> [What the task asks] For this exercise, write out each entry below exactly, omitting the images.

*** Opening of Dataset excerpts ***

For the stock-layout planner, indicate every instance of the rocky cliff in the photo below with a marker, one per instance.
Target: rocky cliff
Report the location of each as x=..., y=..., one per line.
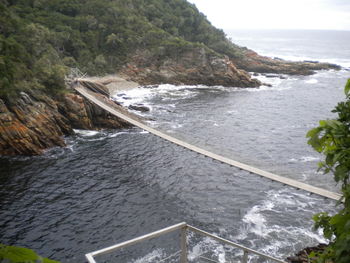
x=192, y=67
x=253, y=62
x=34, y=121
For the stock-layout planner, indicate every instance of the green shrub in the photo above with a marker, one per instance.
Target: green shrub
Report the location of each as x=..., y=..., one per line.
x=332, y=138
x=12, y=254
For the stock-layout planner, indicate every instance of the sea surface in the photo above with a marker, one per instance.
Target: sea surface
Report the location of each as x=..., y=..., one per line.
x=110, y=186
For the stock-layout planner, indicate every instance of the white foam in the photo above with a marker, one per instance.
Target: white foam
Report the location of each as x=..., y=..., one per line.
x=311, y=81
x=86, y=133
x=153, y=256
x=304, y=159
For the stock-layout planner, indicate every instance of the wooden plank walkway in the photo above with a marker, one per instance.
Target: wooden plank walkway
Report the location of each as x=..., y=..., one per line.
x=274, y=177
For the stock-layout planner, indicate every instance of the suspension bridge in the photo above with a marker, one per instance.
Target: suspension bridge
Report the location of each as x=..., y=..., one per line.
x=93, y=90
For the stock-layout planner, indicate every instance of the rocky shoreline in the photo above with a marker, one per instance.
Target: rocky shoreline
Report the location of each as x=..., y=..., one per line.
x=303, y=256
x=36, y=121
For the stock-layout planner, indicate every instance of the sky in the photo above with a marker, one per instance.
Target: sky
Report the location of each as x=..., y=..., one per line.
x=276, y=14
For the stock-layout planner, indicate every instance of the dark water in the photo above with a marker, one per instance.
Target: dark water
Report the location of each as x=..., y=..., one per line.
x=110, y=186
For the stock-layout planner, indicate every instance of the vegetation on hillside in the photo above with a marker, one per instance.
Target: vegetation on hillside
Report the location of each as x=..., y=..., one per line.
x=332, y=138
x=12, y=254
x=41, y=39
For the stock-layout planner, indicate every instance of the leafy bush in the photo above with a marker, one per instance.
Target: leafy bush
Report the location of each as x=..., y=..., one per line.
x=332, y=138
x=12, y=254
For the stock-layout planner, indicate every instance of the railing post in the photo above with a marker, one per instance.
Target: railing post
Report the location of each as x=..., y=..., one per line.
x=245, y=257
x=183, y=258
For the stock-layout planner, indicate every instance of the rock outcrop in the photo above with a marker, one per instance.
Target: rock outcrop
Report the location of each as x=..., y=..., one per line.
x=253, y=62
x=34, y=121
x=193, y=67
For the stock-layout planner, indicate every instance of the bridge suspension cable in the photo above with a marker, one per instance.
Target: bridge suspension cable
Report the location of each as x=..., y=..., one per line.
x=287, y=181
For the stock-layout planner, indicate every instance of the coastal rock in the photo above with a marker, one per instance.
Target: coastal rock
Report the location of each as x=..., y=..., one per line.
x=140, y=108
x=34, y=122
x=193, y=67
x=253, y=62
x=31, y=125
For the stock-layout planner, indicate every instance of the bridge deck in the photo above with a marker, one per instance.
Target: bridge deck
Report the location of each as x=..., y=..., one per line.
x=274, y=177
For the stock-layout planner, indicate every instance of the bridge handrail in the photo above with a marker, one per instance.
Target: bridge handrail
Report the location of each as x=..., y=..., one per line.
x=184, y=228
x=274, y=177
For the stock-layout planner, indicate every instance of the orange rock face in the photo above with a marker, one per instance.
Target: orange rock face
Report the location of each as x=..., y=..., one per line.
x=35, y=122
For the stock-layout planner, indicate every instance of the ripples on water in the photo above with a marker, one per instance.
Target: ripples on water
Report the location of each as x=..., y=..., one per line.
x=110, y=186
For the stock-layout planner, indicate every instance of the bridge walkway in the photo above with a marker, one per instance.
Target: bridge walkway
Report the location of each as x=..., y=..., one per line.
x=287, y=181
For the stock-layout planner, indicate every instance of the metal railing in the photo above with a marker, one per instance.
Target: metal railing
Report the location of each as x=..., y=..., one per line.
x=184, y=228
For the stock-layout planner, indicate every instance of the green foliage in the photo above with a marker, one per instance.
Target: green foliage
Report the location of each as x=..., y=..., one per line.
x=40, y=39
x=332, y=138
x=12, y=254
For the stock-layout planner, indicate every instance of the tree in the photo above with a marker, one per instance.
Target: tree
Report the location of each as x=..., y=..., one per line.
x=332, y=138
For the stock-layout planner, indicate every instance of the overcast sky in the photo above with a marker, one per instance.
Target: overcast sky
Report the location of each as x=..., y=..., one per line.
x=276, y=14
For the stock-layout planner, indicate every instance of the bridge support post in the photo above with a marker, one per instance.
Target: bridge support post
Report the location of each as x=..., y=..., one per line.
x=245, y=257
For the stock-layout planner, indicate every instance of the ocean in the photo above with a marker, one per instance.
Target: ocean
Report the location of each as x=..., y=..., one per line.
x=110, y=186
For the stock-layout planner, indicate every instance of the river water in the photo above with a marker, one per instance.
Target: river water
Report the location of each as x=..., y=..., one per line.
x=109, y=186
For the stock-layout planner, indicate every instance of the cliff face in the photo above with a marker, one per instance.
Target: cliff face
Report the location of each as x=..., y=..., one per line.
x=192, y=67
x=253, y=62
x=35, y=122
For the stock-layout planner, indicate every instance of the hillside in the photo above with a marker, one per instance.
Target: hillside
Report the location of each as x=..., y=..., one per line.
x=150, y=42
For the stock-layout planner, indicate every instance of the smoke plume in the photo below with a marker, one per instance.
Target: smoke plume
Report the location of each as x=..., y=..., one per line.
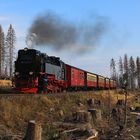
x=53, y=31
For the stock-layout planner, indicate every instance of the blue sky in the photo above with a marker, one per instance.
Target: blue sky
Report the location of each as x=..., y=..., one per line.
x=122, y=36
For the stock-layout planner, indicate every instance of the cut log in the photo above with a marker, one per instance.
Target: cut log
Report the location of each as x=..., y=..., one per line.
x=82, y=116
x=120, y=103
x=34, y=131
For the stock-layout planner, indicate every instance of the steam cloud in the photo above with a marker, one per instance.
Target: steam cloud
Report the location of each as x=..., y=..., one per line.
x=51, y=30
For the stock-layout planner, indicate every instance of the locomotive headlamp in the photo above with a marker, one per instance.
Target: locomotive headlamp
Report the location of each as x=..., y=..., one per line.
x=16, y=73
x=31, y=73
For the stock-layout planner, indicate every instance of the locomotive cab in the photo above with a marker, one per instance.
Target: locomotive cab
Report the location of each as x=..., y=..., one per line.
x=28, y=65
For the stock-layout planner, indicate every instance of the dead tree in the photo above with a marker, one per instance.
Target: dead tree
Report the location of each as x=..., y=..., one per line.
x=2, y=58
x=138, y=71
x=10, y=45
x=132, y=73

*** Close of Dataset excerpts ***

> [Answer section]
For the stock-layout planner, indicate every instance of the rocky cliff in the photo below with a marker, one per instance.
Target: rocky cliff
Report the location of each as x=..., y=..., one per line.
x=192, y=67
x=253, y=62
x=34, y=121
For the stock-layout planner, indicate every instance of the green shrub in the photo above with a marker, one per instance.
Target: green shrub
Report the location of each as x=..., y=..., one per line.
x=332, y=138
x=12, y=254
For the stock-layout planner, indicate every instance of the sea surface in the photo above with a marker, one per instance.
Target: sea surface
Report the location of each as x=..., y=..., one per line.
x=110, y=186
For the stock-layout planner, indicate every instance of the white foam in the photo above with a marker, one per instance.
Target: white foam
Report the location of each as x=..., y=..., one per line.
x=311, y=81
x=86, y=133
x=153, y=256
x=304, y=159
For the stock-layout planner, indicate every instance of the wooden plank walkway in the photo above with a marker, one per instance.
Target: wooden plank walkway
Report the location of each as x=..., y=..., one per line.
x=274, y=177
For the stock-layout planner, indicate every instance of the suspension bridge in the photo above with a marker, one per instance.
Target: suspension bridge
Report the location of each as x=..., y=..., one per line.
x=93, y=90
For the stock-layout planner, indicate every instance of the rocky shoreline in the photo above with a marker, one per instance.
Target: rocky shoreline
Report the location of each as x=..., y=..., one per line.
x=303, y=256
x=36, y=121
For the stock-layout planner, indicate every instance of the sky in the photo above with a marker, one per instance.
Target: sky
Report the location of each as x=..., y=..., one per line.
x=276, y=14
For the stock-layout planner, indicate every instance of the dark water in the photo above with a marker, one per instance.
Target: dark water
Report the location of each as x=..., y=..., one per line.
x=110, y=186
For the stock-layout planner, indicate every instance of the vegetation on hillside in the photo above with a marker, one per instance.
Target: vegetation on hillside
Report the location of each as x=..., y=..., one per line.
x=332, y=138
x=12, y=254
x=41, y=39
For the stock-layout planner, indicate every instance of the leafy bush in the photo above with a marker, one per instance.
Target: leafy bush
Report the location of each as x=..., y=..., one per line.
x=332, y=138
x=12, y=254
For the stock-layout planner, indicate every instance of the railing post in the photo above with a marker, one per instance.
Target: railing post
Report the location of each as x=..., y=..., one per line.
x=245, y=257
x=183, y=258
For the stock-layout planner, indicate every instance of the rock outcrop in the photo above with a marker, one per instance.
Target: rock outcrop
Report the location of each as x=..., y=..., one per line.
x=253, y=62
x=34, y=121
x=193, y=67
For the stock-layout planner, indicate every instance of the bridge suspension cable in the photo above with a marker, one per instance.
Target: bridge suspension cable
Report the location of each as x=..., y=..., one per line.
x=287, y=181
For the stock-layout planner, indicate every instance of the coastal rock in the photo above with a marker, one per instance.
Target: coastal rock
Report the location of each as x=..., y=..., one per line.
x=140, y=108
x=34, y=122
x=193, y=67
x=253, y=62
x=31, y=125
For the stock-layout planner, indicate every instance of the bridge deck in the photo above with a marker, one per instance.
Target: bridge deck
Report the location of each as x=..., y=..., one per line.
x=274, y=177
For the stock-layout planner, indicate every instance of the bridge handrail in the photo above with a marker, one per instance.
Target: bridge handrail
Report the location of each as x=..., y=..., one per line.
x=184, y=228
x=274, y=177
For the stock-layout planner, indicate every instance of the orange rock face in the photo above with a marker, one per instance.
Target: orange rock face
Report the location of each as x=..., y=..., one per line.
x=35, y=122
For the stock-layout planner, indicate every instance of the ripples on water in the photo above with a marker, one per instance.
Target: ripples on water
Report the location of each as x=..., y=..., one per line.
x=110, y=186
For the stock-layout planner, indicate every instance of the bridge walkway in the photo above with a marker, one per instance.
Target: bridge walkway
Report the location of each as x=..., y=..., one per line.
x=287, y=181
For the stock-layout planner, indicate every instance of the metal railing in the photo above with a marker, one per instance.
Target: metal railing
Report the location of each as x=..., y=..., one per line.
x=184, y=228
For the stock-layout planner, indicate every instance of the green foliage in the photo above with a marker, one per instance.
Target: green foliage
Report the location of each as x=..., y=..., one per line.
x=40, y=39
x=332, y=138
x=12, y=254
For the stock-layout planner, indicate every instance of the tree in the photo above with a marker, one per instance.
Target: tree
Report the location of each as x=..., y=..., one per line.
x=332, y=138
For the stock-layout planner, indicate every instance of the overcast sky in the photo above with a marker, one per instance.
Target: overcast sky
Report the location of each as x=..., y=..., one per line.
x=276, y=14
For the stock-layout planner, indicate every instance of the bridge support post in the photo above with a marker, one per instance.
Target: bridge support post
Report the location of each as x=..., y=..., one per line.
x=245, y=257
For the stock-layout planner, indicate every instance of the ocean in the photo above with a marker, one per instance.
Target: ocean
Report the location of each as x=..., y=..., one per line.
x=110, y=186
For the stock-layout planner, indicate every instance of the river water in the photo above with a marker, one per instance.
Target: river water
Report the location of each as x=..., y=..., one per line.
x=109, y=186
For the stock-layout planner, indicate every instance of the cliff face in the photo above with a marker, one per instance.
Target: cliff face
Report the location of each as x=..., y=..., one per line.
x=192, y=67
x=253, y=62
x=35, y=122
For the stock-layout planner, indicate every instance of the hillside in the photo above with a marker, one per instance.
Target: hillside
Report the location of each as x=..., y=..., one per line.
x=150, y=42
For the stock-layout planner, indicate every instance of the smoke plume in the photo below with a marker, one per instance.
Target: smoke plume
Report the location of each as x=..., y=..., one per line.
x=53, y=31
For the stock-layout planner, indicate every instance of the blue sky in the photo above with a marker, one per instance.
Target: blue sky
Report the location of each as x=..., y=..., one per line.
x=122, y=36
For the stock-layout planner, indicate every instance of the cut log in the photo above with a marker, one per instance.
Target: cut log
Report the location of each as x=..., y=..., one per line.
x=82, y=116
x=120, y=103
x=34, y=131
For the stock-layout planner, indicate every instance of the steam cloud in the photo above with a marker, one per instance.
Target: steam cloud
Report the location of each as x=..., y=..., one per line.
x=51, y=30
For the stock-layout planner, indicate every instance of the locomotive headlamp in the photo above with a marker, one per instance.
Target: locomotive headlamp
Report the location of each as x=..., y=..., one per line.
x=16, y=73
x=31, y=73
For the stock-layout planner, indicate every instance of the locomotive cab in the photo above with a marker, one per instance.
Target: locomotive cab
Report the location of each as x=..., y=..., one per line.
x=28, y=65
For the stock-layout planner, indicate every instance of the dead tree in the photo above with a marker, one per instance.
Target: dead tree
Report the location of each as x=..., y=..., one per line.
x=2, y=58
x=138, y=71
x=10, y=45
x=132, y=73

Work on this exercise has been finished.